+++ Extracted text
Let There Be Life
Where last week's episode ended hours before I was born, this was the first episode where I was out and alive. It also seems to be the episode where the show seems to be becoming alive as well.
Not only are the characters and reoccurring segments becoming more robust, but the writers and performers are also now adding extra layers as they become more familiar with the material. This is leading to better choices being made, at the same time, the sets are also becoming less high school stageplay-like in the non-prefilmed bits, and the actual cast members seemed to be developing their personas as well.
Finally, I also am noticing that there are more sketches about Chevy Chase being unhappy with the show and it's starting to feel less like Chevy's show and more like the ensemble program that it is supposed to be. Though I like Chevy Chase in movies, I'm starting to see that the show is actually better off without him because there shouldn't be just one stand-out star.
Though this is another episode without any sketches that I would consider an all-time favorite, it was a solid show and very interesting to see the comedic side of Anthony Perkins. With that, I give you...
The Wicker Breakdown:
Chevy Chase reads fan mail criticizing the show for dragging out the sketch with unnecessary padding, only to pad the sketch as he goes by searching for words and drawing out each sentence.
Anthony Perkins opens the show, excited to be himself and not Norman Bate, to then act in ways that are even creepier than the psychotic killer, like eating a fly and pulling a band-aid off slowly to feel every hair.
The was followed by a segment called A President's View on Marijuana where idiot Ford tries to roll a joint to only fail really hard.
++++++
Questions on the material
1) Write out the part of the episode review starting with "Let There Be" and going on through "alive as well.".
2) Answer these questions from the episode review.
(a) Whose comedic side does the writer find very interesting to see in this episode?
(b) What does Ford try to do in the segment called A President's View on Marijuana?
(c) What does Anthony Perkins eat while acting creepy in the show's opening?
+++ Material shown
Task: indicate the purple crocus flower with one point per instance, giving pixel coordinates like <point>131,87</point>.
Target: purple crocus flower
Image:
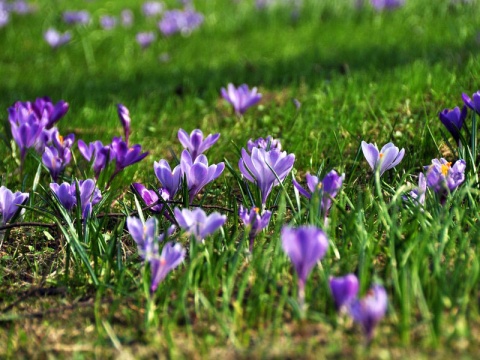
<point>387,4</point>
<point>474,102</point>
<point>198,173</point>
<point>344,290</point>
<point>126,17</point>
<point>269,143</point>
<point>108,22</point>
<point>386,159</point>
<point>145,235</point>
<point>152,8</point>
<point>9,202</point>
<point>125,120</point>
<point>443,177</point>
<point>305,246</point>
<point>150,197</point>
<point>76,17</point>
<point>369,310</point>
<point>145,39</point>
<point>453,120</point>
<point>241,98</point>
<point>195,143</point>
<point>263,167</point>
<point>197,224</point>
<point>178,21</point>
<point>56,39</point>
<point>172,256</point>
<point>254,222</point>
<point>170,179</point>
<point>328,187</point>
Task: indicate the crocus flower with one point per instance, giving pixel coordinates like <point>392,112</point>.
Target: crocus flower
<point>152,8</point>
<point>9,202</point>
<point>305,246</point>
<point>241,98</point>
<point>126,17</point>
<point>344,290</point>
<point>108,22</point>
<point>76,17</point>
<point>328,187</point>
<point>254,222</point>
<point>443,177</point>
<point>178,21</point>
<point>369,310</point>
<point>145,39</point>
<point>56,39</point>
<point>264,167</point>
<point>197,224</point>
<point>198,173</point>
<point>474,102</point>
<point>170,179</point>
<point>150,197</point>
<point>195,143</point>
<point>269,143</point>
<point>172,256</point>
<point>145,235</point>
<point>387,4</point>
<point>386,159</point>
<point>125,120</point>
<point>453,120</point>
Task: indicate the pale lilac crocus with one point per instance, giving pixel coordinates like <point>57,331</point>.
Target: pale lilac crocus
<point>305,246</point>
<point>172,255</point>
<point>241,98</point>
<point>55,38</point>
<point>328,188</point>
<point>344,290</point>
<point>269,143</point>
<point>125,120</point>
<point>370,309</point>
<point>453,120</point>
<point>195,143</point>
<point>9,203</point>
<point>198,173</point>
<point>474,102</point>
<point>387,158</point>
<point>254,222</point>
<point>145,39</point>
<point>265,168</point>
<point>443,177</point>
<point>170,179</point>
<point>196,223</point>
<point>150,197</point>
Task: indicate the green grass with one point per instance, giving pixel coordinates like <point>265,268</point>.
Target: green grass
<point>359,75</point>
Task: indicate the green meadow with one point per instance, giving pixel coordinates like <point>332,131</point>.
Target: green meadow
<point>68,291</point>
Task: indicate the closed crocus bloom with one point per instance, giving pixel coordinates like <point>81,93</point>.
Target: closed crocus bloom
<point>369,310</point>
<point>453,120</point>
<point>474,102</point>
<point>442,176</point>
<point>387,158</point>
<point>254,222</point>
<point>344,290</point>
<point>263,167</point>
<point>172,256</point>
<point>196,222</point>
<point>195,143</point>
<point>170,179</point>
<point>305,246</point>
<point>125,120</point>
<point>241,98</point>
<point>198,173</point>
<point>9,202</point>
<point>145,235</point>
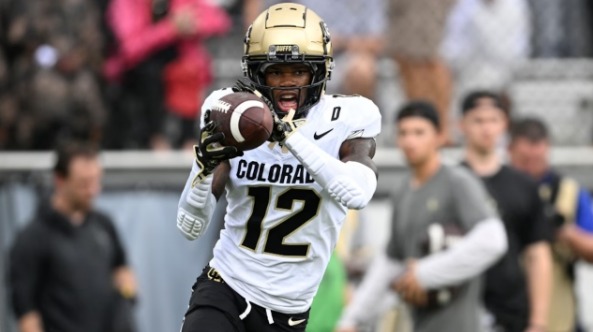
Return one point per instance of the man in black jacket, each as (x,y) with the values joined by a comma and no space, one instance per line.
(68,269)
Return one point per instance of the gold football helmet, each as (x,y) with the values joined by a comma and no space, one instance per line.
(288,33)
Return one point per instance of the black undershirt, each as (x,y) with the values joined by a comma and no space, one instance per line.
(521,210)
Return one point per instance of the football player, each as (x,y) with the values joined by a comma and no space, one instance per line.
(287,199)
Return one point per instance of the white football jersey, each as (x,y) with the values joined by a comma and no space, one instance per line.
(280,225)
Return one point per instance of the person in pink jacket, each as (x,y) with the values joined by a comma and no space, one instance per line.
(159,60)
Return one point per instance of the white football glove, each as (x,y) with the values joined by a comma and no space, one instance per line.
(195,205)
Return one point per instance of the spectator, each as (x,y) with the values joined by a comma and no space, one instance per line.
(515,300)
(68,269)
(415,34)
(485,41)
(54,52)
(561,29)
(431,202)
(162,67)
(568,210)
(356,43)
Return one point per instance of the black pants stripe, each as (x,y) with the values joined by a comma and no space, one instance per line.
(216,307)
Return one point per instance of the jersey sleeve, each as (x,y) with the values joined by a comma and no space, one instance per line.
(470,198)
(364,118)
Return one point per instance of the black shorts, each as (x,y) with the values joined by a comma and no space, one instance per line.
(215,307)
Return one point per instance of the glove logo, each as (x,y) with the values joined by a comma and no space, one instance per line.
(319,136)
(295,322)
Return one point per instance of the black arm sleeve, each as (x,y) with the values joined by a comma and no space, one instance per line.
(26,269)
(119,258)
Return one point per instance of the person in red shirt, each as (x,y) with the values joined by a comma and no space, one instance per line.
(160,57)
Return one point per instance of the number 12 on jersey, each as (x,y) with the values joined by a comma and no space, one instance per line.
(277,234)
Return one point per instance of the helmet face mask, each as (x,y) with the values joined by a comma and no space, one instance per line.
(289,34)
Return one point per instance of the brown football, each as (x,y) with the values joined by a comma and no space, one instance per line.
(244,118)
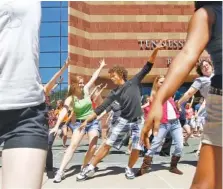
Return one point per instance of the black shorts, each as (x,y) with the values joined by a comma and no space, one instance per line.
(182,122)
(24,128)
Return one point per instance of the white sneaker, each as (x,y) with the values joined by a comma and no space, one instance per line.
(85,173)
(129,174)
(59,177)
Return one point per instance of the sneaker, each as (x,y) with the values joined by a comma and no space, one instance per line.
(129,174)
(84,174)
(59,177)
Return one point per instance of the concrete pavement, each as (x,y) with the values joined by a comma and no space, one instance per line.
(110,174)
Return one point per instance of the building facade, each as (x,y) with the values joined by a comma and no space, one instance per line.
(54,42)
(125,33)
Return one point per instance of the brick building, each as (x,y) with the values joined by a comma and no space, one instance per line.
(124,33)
++++++
Task-by-task answers
1)
Let There Be Life
Where last week's episode ended hours before I was born, this was the first episode where I was out and alive. It also seems to be the episode where the show seems to be becoming alive as well.

2)
(a) Anthony Perkins
(b) Roll a joint
(c) A fly